### Task goal
Identify the line that contains "is: bird's eye." in the material. Output it and every line after it, unchanged, through the end.

##### Extracted material

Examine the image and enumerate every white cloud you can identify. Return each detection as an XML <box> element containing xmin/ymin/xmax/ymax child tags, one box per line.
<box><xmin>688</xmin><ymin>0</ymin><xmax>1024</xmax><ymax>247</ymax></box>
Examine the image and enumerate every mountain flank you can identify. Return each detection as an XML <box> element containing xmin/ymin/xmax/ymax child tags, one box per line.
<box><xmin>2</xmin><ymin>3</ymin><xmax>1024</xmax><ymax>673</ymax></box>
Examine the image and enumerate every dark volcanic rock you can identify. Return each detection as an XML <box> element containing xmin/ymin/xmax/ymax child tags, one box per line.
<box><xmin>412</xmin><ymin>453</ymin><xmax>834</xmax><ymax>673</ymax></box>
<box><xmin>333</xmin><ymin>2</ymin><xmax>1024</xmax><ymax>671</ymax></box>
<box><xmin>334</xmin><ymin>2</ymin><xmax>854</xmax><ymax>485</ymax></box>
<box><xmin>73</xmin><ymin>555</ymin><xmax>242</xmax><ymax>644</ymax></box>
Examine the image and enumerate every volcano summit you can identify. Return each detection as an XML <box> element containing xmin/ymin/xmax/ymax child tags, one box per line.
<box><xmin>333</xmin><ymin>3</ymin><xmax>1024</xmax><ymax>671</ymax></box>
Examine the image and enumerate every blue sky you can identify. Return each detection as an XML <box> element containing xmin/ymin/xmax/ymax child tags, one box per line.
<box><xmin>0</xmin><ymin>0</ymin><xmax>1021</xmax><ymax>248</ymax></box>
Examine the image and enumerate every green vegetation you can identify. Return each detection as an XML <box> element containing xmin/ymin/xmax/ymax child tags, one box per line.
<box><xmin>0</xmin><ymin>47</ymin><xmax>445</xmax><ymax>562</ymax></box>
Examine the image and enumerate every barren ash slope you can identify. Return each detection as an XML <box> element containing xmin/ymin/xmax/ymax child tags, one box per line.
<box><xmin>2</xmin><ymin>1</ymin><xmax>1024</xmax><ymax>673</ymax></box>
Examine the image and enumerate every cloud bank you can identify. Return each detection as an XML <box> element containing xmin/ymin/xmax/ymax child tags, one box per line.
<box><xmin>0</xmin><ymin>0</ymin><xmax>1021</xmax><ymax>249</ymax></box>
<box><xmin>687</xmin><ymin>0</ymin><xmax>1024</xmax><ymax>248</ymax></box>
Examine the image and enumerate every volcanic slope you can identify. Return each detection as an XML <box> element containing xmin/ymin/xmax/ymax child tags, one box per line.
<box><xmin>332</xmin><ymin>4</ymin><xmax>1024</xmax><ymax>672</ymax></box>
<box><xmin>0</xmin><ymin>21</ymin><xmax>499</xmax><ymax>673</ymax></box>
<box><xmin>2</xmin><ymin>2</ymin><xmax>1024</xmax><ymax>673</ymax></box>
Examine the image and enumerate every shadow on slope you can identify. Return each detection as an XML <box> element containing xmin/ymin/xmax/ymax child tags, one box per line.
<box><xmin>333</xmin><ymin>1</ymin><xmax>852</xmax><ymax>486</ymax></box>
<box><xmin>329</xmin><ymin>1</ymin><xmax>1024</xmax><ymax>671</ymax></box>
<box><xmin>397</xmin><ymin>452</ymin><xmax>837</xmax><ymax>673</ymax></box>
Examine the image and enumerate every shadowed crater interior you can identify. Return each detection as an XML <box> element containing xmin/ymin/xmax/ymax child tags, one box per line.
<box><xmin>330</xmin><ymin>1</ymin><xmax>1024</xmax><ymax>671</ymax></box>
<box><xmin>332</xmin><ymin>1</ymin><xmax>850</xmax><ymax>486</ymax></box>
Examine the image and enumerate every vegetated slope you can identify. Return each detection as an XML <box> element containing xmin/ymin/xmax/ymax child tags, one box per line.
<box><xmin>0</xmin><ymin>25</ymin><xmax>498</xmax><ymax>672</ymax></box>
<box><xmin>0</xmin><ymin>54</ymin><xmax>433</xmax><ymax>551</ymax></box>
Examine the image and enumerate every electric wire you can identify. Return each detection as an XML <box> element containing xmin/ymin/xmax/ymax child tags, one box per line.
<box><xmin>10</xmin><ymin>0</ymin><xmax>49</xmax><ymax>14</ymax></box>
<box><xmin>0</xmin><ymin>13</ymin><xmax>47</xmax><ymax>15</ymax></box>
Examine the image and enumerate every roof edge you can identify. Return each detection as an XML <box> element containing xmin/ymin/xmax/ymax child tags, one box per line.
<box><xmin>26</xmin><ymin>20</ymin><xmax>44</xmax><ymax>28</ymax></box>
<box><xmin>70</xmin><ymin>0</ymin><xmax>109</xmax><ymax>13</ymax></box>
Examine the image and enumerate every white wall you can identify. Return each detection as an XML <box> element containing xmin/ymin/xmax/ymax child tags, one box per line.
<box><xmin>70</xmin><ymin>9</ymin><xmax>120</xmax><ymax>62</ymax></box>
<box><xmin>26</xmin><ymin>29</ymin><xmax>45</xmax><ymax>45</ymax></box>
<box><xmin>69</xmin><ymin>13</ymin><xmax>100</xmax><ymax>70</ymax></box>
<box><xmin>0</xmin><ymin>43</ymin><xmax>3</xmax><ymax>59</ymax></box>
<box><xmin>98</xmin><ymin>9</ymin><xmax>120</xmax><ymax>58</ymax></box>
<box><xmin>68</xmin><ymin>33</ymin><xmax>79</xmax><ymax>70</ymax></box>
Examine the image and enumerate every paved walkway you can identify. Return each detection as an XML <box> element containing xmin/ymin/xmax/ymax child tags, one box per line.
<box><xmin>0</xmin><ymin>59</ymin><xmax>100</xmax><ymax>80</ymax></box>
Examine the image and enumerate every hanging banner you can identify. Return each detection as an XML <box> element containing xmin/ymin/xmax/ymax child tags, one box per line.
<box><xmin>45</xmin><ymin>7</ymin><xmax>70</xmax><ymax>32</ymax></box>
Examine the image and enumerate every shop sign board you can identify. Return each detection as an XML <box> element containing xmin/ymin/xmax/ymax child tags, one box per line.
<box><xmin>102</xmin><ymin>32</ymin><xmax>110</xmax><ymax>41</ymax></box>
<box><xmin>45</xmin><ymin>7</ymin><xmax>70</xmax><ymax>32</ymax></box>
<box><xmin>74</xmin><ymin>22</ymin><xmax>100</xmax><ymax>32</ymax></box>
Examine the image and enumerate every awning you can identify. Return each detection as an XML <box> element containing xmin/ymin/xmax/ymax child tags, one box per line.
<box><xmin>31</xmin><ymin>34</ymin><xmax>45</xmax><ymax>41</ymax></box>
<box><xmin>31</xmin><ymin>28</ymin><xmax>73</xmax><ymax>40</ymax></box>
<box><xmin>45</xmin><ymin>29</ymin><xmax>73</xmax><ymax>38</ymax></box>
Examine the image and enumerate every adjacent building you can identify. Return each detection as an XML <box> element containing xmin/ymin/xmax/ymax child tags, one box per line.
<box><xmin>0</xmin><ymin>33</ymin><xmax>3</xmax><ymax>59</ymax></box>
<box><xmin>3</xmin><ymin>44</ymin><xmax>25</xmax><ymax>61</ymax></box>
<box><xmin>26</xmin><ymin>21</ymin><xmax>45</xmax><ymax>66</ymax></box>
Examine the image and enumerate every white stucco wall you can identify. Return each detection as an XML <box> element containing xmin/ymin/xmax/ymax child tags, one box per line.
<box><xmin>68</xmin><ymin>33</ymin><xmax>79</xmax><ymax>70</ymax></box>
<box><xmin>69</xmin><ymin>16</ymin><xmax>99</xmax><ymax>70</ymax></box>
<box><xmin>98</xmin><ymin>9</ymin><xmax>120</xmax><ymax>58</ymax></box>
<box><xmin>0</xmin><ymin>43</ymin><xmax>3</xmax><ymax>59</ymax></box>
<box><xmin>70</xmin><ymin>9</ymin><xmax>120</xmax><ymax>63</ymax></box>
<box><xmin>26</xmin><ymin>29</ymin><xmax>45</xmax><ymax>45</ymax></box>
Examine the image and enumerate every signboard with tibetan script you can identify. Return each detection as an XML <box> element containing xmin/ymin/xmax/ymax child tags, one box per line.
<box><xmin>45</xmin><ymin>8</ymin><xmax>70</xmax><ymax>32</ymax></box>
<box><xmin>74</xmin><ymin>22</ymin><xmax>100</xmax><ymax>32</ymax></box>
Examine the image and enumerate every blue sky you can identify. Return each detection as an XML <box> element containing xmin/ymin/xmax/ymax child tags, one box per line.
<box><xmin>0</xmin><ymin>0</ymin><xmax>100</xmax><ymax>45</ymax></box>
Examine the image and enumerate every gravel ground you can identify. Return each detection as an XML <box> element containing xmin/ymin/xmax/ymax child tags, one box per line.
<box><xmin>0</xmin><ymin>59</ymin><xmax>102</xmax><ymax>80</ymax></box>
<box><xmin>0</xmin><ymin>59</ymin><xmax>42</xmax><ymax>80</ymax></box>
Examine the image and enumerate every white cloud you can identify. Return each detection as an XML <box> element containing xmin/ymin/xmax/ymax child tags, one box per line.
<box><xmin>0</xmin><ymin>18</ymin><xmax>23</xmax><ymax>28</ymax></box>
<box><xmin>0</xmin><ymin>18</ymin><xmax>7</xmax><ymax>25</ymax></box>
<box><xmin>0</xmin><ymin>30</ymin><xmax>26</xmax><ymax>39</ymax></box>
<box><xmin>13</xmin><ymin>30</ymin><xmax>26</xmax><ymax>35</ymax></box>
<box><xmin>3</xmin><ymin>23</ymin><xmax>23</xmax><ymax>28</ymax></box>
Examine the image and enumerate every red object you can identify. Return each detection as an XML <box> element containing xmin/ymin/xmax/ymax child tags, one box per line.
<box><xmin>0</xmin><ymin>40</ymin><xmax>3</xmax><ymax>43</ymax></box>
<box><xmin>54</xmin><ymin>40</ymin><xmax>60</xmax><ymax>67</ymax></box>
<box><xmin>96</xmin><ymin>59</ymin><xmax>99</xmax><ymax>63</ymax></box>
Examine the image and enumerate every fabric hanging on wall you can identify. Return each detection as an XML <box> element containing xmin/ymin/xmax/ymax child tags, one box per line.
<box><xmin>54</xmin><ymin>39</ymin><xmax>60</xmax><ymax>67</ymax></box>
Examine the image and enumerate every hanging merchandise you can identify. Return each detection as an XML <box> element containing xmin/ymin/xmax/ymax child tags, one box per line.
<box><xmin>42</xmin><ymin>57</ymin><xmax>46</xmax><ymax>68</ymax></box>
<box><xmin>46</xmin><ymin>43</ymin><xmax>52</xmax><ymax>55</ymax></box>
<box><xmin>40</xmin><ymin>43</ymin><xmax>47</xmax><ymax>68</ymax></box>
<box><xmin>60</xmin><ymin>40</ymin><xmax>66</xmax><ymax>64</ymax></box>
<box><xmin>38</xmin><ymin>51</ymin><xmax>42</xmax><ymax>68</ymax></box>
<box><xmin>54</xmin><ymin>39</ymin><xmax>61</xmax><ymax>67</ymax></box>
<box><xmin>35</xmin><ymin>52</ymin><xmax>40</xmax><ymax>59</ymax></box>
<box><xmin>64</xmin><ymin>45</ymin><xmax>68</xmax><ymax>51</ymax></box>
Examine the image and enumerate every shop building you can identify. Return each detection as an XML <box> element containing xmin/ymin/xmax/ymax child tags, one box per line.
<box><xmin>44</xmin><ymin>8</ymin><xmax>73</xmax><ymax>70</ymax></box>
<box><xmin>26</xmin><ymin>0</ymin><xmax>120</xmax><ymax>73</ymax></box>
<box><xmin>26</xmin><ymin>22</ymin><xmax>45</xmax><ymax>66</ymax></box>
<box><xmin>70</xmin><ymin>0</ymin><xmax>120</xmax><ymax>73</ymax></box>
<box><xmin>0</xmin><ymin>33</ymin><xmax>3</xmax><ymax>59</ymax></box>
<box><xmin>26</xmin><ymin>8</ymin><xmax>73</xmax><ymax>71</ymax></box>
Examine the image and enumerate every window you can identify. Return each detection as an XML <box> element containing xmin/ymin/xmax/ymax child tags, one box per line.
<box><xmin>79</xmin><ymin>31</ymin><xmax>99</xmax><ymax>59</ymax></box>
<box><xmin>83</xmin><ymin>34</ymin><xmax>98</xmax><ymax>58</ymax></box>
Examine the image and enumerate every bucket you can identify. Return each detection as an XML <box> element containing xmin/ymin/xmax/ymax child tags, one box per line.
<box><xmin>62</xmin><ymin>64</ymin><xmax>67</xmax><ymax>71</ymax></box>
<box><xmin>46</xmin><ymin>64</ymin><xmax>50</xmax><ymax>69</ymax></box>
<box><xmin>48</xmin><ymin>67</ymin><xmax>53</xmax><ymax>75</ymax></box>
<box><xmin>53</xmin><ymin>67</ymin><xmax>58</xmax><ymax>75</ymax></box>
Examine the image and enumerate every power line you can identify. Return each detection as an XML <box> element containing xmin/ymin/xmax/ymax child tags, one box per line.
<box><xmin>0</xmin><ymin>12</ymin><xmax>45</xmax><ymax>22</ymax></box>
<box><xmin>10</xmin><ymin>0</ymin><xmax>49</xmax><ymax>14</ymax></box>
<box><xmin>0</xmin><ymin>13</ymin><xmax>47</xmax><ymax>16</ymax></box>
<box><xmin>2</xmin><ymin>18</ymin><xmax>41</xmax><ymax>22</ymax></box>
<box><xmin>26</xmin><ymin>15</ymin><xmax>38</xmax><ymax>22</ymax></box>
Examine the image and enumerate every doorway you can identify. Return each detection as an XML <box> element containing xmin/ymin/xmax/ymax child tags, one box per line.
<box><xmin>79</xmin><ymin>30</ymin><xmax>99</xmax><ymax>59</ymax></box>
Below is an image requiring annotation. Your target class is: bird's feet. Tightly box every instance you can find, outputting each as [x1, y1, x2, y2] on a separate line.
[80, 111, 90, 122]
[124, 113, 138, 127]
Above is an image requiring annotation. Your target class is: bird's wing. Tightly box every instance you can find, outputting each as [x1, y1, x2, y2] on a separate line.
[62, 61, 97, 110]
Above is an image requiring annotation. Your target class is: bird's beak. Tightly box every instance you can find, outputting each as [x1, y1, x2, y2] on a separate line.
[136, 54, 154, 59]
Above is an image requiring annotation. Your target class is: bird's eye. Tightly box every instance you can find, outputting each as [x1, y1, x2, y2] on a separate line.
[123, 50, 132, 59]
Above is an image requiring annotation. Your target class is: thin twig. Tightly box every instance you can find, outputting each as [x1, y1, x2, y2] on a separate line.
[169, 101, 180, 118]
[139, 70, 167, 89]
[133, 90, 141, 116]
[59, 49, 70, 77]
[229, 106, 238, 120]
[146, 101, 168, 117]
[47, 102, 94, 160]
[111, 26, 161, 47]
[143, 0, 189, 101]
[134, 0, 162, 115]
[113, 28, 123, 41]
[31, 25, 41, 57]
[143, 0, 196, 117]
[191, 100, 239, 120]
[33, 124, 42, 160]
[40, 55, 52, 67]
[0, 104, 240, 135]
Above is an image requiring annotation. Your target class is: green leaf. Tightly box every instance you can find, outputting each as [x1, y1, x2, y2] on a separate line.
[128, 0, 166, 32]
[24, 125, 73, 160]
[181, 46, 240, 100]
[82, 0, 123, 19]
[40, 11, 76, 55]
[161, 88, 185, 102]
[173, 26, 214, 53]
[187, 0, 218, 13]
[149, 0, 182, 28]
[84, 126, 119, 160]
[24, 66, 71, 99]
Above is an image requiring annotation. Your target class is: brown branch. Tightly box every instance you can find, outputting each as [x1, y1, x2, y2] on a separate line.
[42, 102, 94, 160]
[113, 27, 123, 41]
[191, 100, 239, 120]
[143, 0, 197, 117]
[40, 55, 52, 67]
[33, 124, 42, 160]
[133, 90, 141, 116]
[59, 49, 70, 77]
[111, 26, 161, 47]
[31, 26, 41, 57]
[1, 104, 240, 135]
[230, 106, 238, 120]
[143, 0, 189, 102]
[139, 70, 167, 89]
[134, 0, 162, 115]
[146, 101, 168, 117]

##########

### Answer to this exercise
Above is an image requiring annotation. Your target class is: bird's eye. Tightly box every instance you can find, outputting each as [x1, y1, x2, y2] on a separate line.
[123, 50, 132, 59]
Above is an image requiring annotation. Your target class is: thin twig. Tightly box every instance you can find, outputting each as [x1, y1, x2, y2] on a separate line.
[169, 101, 180, 118]
[139, 70, 167, 89]
[133, 90, 141, 116]
[59, 49, 70, 77]
[229, 106, 238, 120]
[146, 101, 168, 117]
[47, 102, 94, 160]
[111, 26, 161, 47]
[143, 0, 189, 101]
[134, 0, 162, 115]
[113, 28, 123, 41]
[31, 25, 41, 57]
[143, 0, 196, 117]
[191, 100, 239, 120]
[33, 124, 42, 160]
[40, 55, 52, 67]
[0, 104, 240, 135]
Above is an image requiring annotation. Your target class is: green leaf. Tightly box every instance you can find, outputting each as [x1, y1, x2, y2] on a separate line.
[128, 0, 166, 32]
[24, 125, 73, 160]
[181, 46, 240, 100]
[82, 0, 123, 19]
[40, 11, 76, 55]
[161, 88, 185, 102]
[173, 26, 214, 53]
[187, 0, 218, 13]
[149, 0, 182, 28]
[84, 126, 119, 160]
[24, 66, 71, 99]
Above is an image requiring annotation. Your target class is: brown branch. Tightly box every instance you can find, outputting each as [x1, y1, x2, y2] on a separate line.
[42, 102, 94, 160]
[113, 27, 123, 41]
[191, 100, 239, 120]
[143, 0, 197, 117]
[40, 55, 52, 67]
[33, 124, 42, 160]
[133, 90, 141, 116]
[59, 49, 70, 77]
[111, 26, 161, 47]
[31, 26, 41, 57]
[1, 104, 240, 135]
[230, 106, 238, 120]
[143, 0, 189, 102]
[139, 70, 167, 89]
[134, 0, 162, 115]
[146, 101, 168, 117]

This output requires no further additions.